[Directions] Reproduce the entries verbatim; no pictures.

[Image point grounding data]
'''

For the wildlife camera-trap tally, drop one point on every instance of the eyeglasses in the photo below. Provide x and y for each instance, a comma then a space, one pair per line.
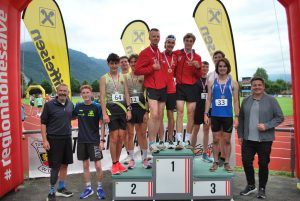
172, 37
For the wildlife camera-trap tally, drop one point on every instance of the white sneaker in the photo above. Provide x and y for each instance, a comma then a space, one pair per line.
161, 146
154, 149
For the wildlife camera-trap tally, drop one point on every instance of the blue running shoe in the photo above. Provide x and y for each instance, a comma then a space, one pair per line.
86, 193
206, 158
100, 193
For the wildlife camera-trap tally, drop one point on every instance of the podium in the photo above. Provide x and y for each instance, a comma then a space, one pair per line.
175, 175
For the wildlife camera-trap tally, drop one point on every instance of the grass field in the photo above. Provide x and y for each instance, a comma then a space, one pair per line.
285, 103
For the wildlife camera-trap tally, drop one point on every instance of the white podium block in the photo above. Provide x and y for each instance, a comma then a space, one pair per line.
134, 189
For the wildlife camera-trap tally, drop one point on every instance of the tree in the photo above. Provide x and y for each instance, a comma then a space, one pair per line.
47, 86
261, 72
95, 86
75, 85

'''

[Solution to this task]
For the wildlife camera-trap tally, drop one point on every instance of the eyeglasses in the photo below. Provide x and y for each instance, a comma then a space, one pair per line.
172, 37
For the wildlife camera-trap tally, drop one point on every instance of the white sneaker in the photo above. Provide x and y for each instance, a comma then a space, one pair per line.
161, 146
154, 149
For the wildlife camera-trap tally, drop one point on every instance of the blue running shoe in the photo above. Provide x and y for each instance, a comma then a space, one pair per line.
86, 193
206, 158
100, 193
For the wildlife camera-trap tally, drop one point on every instance of the podium in the photo above. Provide x and y for each instance, a comma then a space, one pair per line.
175, 175
For the wildlife camera-trap tally, drop one point on every instance of the grass field in the photo above. Provide x and y for each instance, a comma then a space, one pair per line.
285, 103
For the wildlife camera-trap tally, drop one point on every instance of the white podium block in the photo above. Provide x and y for each instance, a comma then a space, one pair per line.
134, 189
For the wildlife camera-trap tally, drop one point on every instance of the tree in the photo above. Provide x and y for each instance, a comma then a space, one pair per line.
47, 86
261, 72
95, 86
75, 85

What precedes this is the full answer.